At the beginning of 2022, I had a faint interest in the crypto world. Then I took a closer look. Oh boy, I should’ve looked way earlier. What I realized over the period of 2022 is that the crypto world has a similar set of physics to the data world. And even better, it seems like the crypto world is 2–3 years ahead of the data world.
The three laws of crypto physics:
- Systems thinking tops product thinking.
- Community-led innovation tops company-internal innovation in terms of breadth.
- Open tops closed.
These laws don’t apply to any sector, not at all. But they have held very steadily in the data space. And so I did shift my perspective there and am starting to learn a lot from the crypto space.
Talking about openness…
(5) OS is hard, like really hard to pull off. And nobody talks about it.
Publishing open source for business, a lot of companies pull this off right? Google is leveraging open-source solutions like Kubernetes to achieve huge business goals. RedHat, Automattic, and GitLab, all built successful companies on open source. It should be obvious and easy to publish open source to achieve business goals.
And yet, as I kept writing about it in 2022 I realized, it is not. And worse, no one is talking about it. I literally could not find a single book on the topic of publishing open-source software for business benefits.
What I did see in 2022 is that it is hard, way harder than most people think to use open source for business. Google just adopted Apache Iceberg, and that will make it incredibly hard for companies like drem.io or tabular to pull off their business models (both based on Apache Iceberg).
Companies like Dbt are in a constant (albeit so far successful) struggle with their openness. And every day new founders seem to ask the same question: do I open source? How much do I open source? Then how do I make money?

• Data extracts:

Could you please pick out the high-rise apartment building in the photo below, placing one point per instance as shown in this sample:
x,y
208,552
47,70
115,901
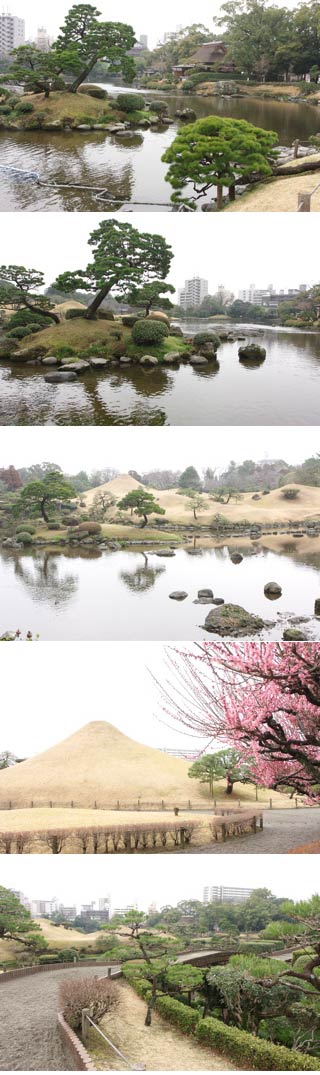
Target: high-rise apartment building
x,y
12,33
222,893
193,292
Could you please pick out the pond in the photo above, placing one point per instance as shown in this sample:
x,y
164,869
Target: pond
x,y
98,596
129,166
282,390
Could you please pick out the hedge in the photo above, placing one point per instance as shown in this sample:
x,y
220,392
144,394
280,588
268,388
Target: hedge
x,y
249,1051
252,1051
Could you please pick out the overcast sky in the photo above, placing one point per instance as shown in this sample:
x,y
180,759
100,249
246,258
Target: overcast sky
x,y
130,701
168,880
231,249
144,16
143,448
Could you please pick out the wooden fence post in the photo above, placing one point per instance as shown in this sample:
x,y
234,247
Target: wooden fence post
x,y
304,202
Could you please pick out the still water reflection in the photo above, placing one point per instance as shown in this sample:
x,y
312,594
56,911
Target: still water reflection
x,y
125,596
282,390
128,166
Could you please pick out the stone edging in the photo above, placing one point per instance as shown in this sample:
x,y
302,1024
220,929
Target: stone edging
x,y
40,969
74,1046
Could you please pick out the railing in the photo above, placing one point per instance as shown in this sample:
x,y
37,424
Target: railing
x,y
194,805
86,1018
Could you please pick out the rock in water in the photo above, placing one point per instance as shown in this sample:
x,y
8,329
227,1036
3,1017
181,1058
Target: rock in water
x,y
233,620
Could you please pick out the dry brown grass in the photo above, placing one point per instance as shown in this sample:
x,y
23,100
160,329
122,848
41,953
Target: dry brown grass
x,y
280,195
98,764
177,510
158,1047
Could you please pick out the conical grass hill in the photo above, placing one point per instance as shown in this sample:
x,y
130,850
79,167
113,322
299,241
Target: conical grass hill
x,y
98,763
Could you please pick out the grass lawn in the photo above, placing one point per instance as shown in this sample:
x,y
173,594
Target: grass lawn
x,y
158,1046
280,195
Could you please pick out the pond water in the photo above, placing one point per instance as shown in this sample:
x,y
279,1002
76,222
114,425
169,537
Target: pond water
x,y
282,390
129,166
101,596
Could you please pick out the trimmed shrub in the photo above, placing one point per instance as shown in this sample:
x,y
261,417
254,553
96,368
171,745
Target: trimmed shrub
x,y
130,102
96,91
202,338
25,538
250,1051
100,997
149,331
25,527
24,106
19,333
89,528
71,314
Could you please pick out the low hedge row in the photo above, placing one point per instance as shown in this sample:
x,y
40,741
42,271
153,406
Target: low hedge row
x,y
248,1051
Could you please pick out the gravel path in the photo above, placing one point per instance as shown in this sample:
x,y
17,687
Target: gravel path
x,y
284,830
29,1036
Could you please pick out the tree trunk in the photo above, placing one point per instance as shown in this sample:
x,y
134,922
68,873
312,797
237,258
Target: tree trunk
x,y
81,77
43,511
98,300
219,197
150,1005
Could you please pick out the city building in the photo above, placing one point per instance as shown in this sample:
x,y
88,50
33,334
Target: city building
x,y
43,41
193,292
12,33
221,893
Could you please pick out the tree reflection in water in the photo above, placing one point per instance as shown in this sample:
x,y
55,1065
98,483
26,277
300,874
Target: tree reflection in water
x,y
143,577
43,579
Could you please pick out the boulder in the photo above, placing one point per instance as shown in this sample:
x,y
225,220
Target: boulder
x,y
98,363
80,366
251,353
232,620
273,590
199,360
178,596
165,552
292,634
59,377
148,360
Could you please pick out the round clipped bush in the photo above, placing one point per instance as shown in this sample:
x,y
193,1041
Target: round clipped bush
x,y
24,106
130,102
25,538
25,528
89,528
202,338
149,331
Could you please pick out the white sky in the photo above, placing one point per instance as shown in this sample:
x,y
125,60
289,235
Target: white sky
x,y
130,701
222,248
163,879
143,448
145,17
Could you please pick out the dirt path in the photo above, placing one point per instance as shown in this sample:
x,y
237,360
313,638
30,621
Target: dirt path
x,y
284,830
29,1036
158,1047
280,196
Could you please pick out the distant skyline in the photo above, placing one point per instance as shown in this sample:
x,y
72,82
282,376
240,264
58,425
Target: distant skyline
x,y
169,880
145,18
144,448
229,257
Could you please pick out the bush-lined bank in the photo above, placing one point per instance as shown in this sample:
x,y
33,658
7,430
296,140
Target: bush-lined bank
x,y
247,1050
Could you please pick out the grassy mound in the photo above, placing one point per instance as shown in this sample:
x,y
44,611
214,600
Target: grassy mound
x,y
82,339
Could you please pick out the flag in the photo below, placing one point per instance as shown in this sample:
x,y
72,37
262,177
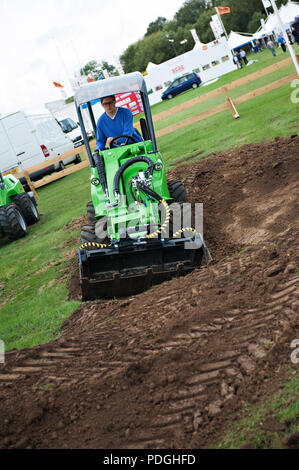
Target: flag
x,y
267,3
58,85
222,10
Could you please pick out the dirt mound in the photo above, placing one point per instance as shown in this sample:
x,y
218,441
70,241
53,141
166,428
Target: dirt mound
x,y
165,368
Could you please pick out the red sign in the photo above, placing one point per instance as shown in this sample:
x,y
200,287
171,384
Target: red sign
x,y
132,101
177,69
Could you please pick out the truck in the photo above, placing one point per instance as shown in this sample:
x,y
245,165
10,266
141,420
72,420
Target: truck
x,y
26,140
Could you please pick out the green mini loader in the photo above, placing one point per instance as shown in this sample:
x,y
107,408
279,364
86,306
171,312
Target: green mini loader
x,y
137,235
17,208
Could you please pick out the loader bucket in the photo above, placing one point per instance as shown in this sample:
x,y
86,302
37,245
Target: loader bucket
x,y
132,267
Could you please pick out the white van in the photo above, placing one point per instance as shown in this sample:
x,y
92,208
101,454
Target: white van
x,y
26,140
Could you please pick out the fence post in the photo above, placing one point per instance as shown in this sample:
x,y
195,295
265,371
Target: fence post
x,y
230,104
30,183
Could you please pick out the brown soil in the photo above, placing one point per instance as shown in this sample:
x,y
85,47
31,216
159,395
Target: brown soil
x,y
171,367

• Problem to work on: Condense the paragraph of the passage on crypto and open source that begins "Publishing open source for business" into a short bulleted list, keeping its main facts.

• Answer space:
- Many companies appear to succeed at publishing open source for business.
- Google uses open-source solutions such as Kubernetes to reach major business goals.
- RedHat, Automattic, and GitLab each built a successful company on open source.
- It therefore seems that publishing open source to reach business goals should be obvious and easy.